Exercise objective:
In the listing below, every line with the word "blue" needs to be copied.
Segment Start: Dataset records
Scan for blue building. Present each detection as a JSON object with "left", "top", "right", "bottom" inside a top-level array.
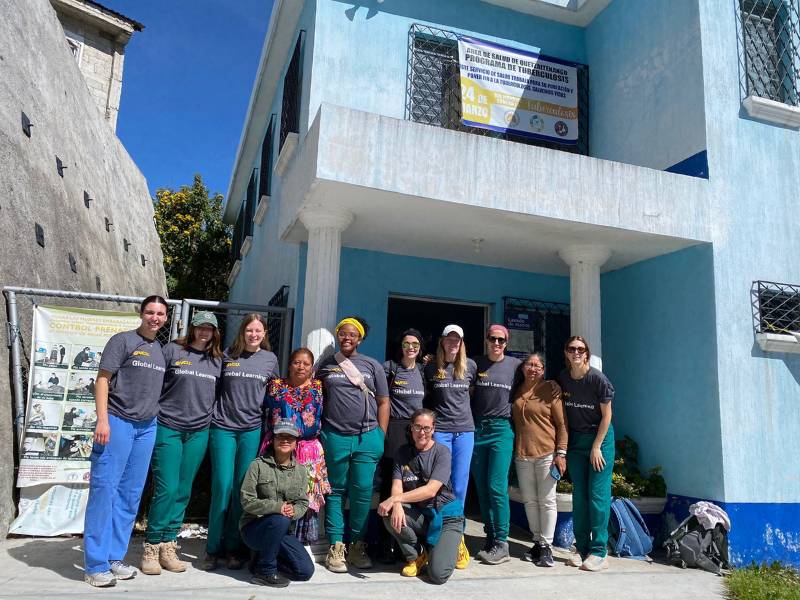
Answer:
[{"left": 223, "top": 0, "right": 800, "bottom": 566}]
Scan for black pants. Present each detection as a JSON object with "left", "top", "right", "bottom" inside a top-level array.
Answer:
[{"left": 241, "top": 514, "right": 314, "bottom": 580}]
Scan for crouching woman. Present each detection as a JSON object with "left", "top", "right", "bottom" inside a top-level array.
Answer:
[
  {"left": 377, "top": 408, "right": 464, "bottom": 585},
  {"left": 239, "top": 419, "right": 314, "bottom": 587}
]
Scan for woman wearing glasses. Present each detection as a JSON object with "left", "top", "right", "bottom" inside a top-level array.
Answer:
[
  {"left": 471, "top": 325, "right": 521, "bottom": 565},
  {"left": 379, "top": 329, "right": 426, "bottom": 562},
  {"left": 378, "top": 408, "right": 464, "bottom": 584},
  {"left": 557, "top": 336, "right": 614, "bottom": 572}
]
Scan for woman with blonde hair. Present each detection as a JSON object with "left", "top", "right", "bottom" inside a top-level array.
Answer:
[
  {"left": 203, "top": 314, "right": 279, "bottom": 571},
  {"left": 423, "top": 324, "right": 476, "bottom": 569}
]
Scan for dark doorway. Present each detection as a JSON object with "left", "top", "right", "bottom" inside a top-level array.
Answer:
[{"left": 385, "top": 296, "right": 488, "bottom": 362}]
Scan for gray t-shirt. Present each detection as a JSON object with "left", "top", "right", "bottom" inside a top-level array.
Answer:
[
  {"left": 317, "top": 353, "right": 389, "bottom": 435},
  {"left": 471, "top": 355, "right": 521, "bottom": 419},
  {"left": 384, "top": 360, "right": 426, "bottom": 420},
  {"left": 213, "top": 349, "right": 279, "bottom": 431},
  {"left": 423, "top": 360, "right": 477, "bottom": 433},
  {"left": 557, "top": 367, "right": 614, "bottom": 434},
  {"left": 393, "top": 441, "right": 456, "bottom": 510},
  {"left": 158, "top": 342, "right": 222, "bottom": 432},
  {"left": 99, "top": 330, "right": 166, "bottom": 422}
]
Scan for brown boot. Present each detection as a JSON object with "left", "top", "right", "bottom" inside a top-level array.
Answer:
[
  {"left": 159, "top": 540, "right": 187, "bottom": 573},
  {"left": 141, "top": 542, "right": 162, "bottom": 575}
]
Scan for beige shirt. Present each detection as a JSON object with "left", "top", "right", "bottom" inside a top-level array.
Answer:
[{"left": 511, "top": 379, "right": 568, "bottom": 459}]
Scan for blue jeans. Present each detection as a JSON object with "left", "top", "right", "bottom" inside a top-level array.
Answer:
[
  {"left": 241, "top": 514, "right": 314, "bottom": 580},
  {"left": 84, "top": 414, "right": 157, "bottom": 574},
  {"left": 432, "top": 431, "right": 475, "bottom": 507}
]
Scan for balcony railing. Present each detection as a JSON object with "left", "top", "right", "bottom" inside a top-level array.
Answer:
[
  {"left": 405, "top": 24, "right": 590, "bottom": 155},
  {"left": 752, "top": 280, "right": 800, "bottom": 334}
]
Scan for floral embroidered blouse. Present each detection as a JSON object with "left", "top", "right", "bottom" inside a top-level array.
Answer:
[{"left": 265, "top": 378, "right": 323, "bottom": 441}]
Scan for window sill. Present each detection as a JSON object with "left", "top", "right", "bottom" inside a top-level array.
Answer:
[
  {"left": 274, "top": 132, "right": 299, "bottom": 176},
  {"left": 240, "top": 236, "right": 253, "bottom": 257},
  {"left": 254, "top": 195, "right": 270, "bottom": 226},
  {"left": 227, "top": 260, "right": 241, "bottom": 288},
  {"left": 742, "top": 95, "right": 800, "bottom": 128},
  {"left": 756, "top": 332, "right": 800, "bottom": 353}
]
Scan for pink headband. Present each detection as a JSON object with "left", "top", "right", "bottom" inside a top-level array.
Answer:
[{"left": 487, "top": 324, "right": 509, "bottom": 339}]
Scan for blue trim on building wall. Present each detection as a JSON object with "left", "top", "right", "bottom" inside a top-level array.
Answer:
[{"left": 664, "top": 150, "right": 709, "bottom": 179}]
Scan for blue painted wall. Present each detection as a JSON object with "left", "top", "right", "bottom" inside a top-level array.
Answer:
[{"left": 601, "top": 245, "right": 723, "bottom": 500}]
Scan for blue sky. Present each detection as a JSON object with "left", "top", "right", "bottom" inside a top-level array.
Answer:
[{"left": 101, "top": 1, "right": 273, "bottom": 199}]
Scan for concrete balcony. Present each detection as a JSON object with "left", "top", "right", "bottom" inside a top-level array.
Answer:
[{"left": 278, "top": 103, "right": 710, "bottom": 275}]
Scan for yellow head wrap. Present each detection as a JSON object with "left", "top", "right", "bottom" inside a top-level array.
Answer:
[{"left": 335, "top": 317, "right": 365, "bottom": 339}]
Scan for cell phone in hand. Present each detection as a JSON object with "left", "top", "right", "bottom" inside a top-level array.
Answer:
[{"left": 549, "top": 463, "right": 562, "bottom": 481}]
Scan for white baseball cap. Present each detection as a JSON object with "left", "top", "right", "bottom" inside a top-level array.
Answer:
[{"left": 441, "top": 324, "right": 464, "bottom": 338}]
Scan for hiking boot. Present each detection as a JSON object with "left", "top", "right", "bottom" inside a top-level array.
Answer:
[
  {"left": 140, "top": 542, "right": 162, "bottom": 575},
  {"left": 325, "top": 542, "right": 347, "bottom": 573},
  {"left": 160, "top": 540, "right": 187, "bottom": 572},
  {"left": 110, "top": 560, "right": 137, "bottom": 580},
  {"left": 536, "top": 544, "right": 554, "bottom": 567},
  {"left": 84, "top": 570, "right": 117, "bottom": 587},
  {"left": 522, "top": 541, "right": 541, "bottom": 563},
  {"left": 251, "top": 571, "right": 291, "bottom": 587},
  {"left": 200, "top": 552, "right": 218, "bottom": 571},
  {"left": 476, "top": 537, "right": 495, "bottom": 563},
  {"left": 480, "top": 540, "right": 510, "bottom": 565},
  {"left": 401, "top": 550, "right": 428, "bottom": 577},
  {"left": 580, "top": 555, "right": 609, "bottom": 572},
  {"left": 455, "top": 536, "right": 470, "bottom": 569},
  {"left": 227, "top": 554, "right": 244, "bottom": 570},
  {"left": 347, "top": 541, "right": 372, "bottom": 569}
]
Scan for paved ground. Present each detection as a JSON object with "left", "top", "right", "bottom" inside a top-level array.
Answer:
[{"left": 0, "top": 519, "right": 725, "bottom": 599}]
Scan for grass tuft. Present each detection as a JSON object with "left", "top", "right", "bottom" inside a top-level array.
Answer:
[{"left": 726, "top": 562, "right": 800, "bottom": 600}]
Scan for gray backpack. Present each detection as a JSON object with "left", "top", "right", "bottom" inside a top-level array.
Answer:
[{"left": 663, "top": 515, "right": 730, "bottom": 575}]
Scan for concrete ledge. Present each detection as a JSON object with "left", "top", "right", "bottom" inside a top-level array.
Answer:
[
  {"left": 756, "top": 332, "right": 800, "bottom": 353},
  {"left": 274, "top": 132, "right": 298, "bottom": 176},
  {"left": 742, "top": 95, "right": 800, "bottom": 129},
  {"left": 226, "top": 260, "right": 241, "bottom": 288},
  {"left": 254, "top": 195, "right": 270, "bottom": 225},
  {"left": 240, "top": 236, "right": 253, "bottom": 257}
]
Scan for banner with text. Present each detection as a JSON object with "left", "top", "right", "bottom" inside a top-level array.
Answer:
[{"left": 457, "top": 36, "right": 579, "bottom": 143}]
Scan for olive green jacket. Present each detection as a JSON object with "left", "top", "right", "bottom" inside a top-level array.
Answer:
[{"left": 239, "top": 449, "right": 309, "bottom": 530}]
Segment End: Dataset records
Segment Start: Dataset records
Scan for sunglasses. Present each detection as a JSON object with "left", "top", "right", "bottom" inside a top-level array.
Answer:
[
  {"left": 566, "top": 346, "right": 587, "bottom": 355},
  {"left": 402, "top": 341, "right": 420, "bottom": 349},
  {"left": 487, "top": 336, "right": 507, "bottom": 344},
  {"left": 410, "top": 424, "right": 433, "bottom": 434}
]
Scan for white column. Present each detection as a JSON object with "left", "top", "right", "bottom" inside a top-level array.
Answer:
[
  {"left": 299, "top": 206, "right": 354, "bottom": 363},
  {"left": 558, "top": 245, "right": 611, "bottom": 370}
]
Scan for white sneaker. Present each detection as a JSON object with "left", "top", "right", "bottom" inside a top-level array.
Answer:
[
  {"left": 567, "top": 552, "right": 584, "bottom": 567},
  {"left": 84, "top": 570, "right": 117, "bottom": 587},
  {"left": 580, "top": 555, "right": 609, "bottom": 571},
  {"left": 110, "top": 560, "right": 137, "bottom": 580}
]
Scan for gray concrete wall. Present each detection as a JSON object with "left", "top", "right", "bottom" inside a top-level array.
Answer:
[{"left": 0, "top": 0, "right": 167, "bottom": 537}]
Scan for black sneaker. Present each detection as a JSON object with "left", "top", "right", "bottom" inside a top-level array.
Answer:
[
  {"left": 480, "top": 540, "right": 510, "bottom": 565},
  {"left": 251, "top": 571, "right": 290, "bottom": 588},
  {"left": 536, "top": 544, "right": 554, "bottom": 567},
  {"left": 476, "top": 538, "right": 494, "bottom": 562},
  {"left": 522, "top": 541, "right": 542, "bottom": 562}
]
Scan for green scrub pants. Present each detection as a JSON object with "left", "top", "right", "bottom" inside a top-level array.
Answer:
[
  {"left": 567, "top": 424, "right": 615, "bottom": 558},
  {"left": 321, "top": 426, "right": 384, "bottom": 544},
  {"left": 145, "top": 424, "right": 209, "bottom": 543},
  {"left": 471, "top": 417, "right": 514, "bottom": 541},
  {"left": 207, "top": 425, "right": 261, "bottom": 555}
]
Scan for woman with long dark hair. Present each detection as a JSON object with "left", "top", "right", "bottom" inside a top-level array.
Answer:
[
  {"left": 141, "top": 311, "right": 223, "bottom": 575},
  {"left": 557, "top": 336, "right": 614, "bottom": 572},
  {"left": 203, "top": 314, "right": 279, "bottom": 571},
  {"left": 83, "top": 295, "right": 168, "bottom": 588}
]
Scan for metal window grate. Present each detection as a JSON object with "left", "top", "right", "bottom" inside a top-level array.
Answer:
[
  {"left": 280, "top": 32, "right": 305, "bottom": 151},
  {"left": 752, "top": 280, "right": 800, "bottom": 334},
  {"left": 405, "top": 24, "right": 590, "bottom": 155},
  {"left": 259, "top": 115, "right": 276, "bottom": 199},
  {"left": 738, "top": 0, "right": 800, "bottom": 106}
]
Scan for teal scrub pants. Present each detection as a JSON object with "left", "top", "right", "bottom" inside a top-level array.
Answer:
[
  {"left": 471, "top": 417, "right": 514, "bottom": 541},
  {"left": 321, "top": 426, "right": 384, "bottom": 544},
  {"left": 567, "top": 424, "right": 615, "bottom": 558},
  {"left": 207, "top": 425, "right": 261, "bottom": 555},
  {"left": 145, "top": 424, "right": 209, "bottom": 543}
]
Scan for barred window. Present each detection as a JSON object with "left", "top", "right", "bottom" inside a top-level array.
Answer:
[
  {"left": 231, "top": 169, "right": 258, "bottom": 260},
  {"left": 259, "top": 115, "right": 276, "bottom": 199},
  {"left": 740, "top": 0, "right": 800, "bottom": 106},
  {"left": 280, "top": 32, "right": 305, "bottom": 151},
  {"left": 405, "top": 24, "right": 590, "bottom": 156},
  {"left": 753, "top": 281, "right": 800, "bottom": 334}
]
Segment End: Dataset records
Finished exercise:
Scan for blue building. Present each detection as a JSON object with "left", "top", "right", "bottom" inside a top-level array.
Scan for blue jeans. Present each detection as a JSON object with "left", "top", "right", "bottom" inside a top-level array.
Scan for blue trim on building wall. Present each detection as a JSON object with "left", "top", "right", "bottom" inside a top-level array.
Scan for blue painted wall. Present each detection as a JSON object with "left", "top", "right", "bottom" inside a top-level array.
Scan for blue sky. Present each detection as a JSON object with "left", "top", "right", "bottom" inside a top-level array.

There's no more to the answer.